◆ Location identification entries
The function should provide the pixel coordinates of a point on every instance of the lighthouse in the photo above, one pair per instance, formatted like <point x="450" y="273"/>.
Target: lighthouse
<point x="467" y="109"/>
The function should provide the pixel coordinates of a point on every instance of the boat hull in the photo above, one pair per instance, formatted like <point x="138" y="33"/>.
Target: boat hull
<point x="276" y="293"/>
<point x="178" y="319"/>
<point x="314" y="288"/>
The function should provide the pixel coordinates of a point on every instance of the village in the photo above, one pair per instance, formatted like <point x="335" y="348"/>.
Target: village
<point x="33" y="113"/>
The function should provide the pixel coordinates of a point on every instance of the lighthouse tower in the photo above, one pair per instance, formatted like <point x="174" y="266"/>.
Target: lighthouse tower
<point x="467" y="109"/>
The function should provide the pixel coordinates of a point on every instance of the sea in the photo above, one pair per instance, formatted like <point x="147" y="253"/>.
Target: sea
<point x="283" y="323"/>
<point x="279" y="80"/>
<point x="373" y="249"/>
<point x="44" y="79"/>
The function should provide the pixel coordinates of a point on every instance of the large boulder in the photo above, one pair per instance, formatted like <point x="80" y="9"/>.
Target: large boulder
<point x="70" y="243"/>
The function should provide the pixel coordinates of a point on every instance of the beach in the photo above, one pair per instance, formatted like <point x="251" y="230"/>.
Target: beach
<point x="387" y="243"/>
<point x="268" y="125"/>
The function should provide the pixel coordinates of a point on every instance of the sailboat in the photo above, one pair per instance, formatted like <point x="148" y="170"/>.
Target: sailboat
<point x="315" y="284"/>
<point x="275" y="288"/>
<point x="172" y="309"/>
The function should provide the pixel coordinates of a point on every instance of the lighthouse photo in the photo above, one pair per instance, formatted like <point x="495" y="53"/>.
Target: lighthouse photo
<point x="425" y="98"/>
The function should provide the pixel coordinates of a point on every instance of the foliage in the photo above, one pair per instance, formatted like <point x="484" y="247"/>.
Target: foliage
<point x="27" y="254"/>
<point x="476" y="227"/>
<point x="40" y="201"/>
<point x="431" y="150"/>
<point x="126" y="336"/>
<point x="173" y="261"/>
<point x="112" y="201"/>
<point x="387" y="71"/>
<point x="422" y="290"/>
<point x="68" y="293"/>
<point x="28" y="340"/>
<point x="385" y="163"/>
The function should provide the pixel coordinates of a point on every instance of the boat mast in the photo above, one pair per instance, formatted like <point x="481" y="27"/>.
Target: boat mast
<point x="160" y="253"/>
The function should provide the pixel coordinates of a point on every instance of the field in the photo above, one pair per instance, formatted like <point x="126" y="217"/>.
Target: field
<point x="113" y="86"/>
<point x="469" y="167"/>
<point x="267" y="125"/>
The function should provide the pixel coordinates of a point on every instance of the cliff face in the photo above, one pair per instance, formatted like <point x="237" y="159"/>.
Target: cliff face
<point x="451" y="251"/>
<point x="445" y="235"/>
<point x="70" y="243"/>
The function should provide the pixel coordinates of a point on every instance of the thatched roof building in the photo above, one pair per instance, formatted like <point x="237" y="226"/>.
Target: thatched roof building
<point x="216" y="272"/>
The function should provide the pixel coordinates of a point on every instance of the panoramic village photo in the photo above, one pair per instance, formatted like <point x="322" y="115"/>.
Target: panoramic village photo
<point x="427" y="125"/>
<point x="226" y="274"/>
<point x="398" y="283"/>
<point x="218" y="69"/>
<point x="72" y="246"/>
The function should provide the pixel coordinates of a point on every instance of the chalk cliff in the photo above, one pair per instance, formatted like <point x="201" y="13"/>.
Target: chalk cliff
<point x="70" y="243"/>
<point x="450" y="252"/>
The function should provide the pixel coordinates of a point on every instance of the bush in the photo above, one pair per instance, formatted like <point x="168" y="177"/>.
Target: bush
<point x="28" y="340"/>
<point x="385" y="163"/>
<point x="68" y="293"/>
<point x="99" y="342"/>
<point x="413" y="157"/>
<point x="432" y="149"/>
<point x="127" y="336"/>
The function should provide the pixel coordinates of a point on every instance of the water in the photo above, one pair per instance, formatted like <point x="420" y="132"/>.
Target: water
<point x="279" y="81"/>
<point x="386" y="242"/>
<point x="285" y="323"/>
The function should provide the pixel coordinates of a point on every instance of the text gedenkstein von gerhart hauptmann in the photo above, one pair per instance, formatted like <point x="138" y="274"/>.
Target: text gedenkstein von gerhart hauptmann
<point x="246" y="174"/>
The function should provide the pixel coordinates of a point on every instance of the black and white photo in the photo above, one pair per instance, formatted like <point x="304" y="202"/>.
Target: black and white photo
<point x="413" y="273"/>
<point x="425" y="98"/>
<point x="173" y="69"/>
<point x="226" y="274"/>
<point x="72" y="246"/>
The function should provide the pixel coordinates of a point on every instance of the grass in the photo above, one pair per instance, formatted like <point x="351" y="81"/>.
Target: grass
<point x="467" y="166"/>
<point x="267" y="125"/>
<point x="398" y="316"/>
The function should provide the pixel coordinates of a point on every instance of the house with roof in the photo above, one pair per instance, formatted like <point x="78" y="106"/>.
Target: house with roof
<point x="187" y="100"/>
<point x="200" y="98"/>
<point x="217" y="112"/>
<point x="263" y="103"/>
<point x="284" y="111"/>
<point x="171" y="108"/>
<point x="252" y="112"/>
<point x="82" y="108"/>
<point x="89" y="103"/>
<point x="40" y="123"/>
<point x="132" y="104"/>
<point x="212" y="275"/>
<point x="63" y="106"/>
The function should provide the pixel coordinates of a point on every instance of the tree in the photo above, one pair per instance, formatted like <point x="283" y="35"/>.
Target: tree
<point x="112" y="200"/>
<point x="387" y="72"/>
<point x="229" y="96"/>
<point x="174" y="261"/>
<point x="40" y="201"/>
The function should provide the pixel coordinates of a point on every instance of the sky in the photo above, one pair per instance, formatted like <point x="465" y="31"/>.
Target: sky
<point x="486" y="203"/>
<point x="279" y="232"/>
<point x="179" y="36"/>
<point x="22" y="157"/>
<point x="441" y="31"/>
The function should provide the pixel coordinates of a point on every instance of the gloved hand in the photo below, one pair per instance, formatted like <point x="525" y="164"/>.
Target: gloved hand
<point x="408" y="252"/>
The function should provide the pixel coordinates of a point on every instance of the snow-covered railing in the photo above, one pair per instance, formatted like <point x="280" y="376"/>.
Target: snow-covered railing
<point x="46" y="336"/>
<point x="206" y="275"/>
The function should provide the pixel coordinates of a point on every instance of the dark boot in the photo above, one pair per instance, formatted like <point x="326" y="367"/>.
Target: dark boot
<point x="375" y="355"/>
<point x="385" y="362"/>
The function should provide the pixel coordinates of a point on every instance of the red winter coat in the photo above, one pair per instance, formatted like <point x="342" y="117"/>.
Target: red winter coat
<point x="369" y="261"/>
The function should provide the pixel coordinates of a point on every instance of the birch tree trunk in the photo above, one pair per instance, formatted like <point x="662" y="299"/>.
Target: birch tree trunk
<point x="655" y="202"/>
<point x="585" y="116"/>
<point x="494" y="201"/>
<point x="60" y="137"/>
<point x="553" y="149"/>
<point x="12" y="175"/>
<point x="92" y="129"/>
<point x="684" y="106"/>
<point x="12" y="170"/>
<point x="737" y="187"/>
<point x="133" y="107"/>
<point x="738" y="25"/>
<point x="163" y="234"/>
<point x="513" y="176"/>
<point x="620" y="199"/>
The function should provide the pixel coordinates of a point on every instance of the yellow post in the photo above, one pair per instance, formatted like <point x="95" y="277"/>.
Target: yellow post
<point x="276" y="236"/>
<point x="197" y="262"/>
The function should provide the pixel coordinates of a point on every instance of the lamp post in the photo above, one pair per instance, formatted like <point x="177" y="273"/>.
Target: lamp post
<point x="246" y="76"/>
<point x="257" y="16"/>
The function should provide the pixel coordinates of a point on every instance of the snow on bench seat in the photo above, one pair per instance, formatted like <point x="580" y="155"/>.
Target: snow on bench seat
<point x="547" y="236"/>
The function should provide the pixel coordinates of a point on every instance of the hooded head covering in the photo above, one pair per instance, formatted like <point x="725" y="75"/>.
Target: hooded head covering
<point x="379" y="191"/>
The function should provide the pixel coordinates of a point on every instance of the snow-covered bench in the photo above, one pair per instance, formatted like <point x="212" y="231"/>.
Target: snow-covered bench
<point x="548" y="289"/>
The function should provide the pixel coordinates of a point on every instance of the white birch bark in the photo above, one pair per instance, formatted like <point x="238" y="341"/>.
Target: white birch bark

◆ THE TASK
From the line containing "the snow on" down to the last line, reproduce the records exactly. Include both ends.

◆ EXPECTED ANSWER
The function should provide the pixel coordinates of a point on every instance of the snow on bench seat in the photo above, one pair per instance, formatted like <point x="580" y="155"/>.
Target: snow on bench seat
<point x="547" y="236"/>
The function should provide the pixel coordinates of a point on every instance of the hooded head covering in the photo above, one pair per instance, formatted like <point x="725" y="75"/>.
Target: hooded head covering
<point x="379" y="191"/>
The function should provide the pixel coordinates of a point on every instance of the snow-covered bench in the photo above, one pair per instance, formatted like <point x="212" y="231"/>.
Target: snow-covered bench
<point x="548" y="289"/>
The function should provide the pixel coordinates of a point on every instance of the white birch bark in the photo above, one pair per instance, formatted like <point x="238" y="341"/>.
Target: white birch bark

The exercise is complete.